▶ [Task brief] Copy out every line of the data below that contains the string "tree". Match case exactly.
— BEGIN —
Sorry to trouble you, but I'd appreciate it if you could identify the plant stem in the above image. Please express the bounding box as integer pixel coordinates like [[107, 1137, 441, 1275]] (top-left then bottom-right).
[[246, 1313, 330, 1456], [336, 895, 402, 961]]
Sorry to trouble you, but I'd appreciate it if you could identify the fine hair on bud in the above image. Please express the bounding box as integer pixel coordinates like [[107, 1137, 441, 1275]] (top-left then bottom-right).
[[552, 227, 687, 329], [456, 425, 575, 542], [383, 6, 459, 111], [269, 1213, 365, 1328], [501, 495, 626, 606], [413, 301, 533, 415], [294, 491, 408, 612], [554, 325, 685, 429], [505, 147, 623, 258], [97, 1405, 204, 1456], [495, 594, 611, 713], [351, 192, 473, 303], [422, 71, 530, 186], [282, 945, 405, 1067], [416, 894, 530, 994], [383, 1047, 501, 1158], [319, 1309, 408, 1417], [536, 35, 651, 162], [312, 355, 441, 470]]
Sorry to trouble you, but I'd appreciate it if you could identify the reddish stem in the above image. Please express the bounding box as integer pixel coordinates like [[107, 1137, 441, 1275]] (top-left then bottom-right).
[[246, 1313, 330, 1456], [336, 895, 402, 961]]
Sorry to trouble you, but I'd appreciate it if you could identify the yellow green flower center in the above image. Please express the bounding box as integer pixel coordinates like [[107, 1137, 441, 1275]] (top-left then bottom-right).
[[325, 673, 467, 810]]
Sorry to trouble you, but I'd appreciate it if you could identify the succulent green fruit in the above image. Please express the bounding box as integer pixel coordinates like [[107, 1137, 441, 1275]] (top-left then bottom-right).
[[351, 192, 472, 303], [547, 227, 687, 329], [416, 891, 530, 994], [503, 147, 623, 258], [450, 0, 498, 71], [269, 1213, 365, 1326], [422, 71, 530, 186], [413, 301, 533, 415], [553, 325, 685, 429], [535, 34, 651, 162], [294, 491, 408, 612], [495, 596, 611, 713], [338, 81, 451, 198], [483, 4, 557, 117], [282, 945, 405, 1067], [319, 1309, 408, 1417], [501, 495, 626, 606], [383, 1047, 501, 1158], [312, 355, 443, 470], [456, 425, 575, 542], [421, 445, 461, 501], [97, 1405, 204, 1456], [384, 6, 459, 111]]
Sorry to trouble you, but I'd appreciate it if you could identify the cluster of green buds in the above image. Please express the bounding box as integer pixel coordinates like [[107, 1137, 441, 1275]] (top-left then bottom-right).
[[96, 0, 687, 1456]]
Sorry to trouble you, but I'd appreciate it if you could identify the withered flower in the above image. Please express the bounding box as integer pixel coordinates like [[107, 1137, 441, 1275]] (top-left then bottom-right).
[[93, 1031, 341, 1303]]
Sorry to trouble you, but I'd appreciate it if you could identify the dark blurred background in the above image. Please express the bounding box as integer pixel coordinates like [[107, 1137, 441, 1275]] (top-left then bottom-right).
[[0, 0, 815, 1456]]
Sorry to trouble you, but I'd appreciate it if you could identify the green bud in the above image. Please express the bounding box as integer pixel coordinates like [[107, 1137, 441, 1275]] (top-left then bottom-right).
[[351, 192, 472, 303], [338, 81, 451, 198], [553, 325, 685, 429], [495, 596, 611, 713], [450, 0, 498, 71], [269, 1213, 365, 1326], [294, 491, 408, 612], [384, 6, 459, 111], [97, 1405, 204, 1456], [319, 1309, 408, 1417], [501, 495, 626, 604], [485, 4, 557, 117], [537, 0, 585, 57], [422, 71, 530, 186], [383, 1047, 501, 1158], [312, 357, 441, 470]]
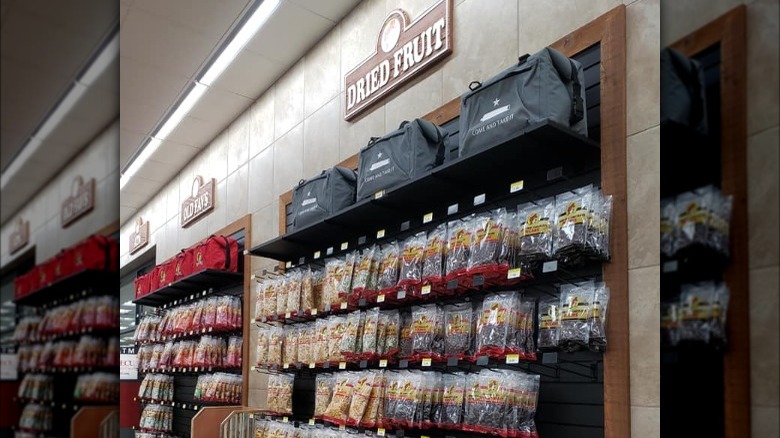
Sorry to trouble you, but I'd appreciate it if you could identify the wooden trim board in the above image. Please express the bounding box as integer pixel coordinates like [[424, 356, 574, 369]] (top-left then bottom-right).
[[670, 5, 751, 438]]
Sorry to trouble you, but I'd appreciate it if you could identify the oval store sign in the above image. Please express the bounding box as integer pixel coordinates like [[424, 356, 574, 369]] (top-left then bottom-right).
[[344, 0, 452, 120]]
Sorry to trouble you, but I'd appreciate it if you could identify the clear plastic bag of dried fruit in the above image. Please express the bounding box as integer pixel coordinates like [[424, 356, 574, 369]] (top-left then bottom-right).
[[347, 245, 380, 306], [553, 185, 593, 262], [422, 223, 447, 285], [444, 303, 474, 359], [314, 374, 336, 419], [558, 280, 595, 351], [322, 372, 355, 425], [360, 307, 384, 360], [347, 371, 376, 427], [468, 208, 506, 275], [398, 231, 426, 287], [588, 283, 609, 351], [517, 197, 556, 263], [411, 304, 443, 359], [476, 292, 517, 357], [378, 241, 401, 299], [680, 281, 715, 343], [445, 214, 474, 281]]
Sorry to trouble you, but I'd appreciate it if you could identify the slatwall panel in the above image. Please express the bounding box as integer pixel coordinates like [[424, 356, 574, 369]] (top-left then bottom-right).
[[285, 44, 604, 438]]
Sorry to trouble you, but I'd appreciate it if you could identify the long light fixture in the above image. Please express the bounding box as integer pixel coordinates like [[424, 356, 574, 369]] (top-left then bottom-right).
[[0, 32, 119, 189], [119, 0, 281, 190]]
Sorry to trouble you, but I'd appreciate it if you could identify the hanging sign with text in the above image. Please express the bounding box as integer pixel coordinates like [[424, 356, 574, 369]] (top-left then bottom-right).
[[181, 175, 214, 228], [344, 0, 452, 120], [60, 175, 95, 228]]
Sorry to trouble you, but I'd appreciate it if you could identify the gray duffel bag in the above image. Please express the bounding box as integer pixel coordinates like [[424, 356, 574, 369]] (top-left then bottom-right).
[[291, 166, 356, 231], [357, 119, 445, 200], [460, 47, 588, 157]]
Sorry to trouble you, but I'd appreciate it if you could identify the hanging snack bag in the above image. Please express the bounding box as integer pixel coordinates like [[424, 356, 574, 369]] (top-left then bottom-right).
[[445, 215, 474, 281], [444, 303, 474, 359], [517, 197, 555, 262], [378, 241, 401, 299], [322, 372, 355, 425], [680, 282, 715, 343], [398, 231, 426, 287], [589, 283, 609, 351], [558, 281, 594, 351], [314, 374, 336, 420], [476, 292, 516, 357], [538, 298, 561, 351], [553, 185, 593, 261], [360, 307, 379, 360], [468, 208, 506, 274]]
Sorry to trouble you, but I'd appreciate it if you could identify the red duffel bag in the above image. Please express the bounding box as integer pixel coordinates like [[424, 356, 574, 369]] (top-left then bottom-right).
— END —
— BEGIN —
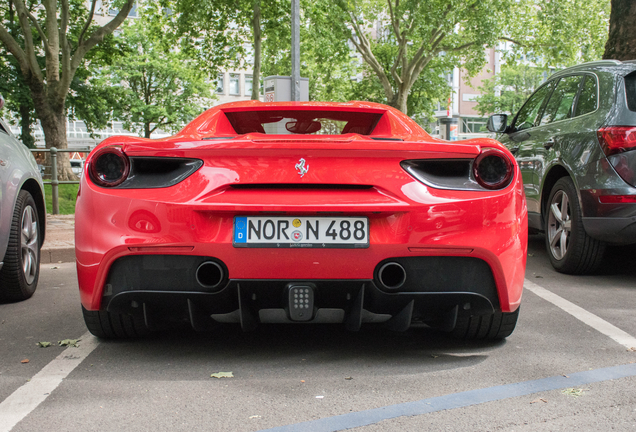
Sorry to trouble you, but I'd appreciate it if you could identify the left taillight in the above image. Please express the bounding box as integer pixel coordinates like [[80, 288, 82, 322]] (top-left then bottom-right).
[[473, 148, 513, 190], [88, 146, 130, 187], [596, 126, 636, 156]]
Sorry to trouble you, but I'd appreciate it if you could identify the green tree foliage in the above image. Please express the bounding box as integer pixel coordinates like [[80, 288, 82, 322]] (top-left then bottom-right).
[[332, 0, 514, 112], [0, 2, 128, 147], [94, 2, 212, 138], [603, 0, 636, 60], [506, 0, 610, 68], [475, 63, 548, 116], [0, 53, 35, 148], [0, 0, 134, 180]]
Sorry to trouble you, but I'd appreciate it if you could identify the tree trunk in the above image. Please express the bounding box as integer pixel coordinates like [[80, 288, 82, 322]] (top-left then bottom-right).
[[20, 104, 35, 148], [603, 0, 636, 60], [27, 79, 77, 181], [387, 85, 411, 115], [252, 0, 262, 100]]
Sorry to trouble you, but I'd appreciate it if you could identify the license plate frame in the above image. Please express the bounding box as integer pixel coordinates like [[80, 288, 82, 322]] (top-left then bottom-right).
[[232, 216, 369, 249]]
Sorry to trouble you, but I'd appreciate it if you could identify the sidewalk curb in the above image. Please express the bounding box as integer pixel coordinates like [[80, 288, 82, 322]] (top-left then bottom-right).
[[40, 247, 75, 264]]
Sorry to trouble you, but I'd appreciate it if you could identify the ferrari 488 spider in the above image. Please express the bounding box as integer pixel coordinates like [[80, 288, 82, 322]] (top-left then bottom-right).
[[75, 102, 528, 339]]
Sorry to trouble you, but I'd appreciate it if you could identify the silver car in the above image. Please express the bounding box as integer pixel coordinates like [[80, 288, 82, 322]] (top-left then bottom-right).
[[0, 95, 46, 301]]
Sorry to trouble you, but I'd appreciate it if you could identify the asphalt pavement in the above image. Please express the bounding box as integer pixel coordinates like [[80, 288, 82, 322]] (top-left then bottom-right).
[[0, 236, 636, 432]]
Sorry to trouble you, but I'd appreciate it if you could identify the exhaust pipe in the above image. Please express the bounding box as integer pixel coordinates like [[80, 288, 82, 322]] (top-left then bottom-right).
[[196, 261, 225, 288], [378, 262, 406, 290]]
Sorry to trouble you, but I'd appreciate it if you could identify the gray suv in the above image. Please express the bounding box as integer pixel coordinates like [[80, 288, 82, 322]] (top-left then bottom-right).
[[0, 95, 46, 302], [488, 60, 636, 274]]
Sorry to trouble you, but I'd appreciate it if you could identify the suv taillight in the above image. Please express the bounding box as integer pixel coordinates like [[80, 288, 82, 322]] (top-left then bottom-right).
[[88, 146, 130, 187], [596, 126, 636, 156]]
— END —
▶ [Exercise result]
Sorry to trouble you, but I'd appreciate it if you could identify the green tree foliage in the above image. Please express the bounding box as integer pixel coordinates like [[80, 288, 82, 322]] (top-left then bottom-right).
Sorry to trouble you, but I'd appreciate it if you could identify the tree trunk in the above image. Please express the bounding box as integer pixel coordinates like [[80, 288, 82, 322]] (top-left then bottom-right).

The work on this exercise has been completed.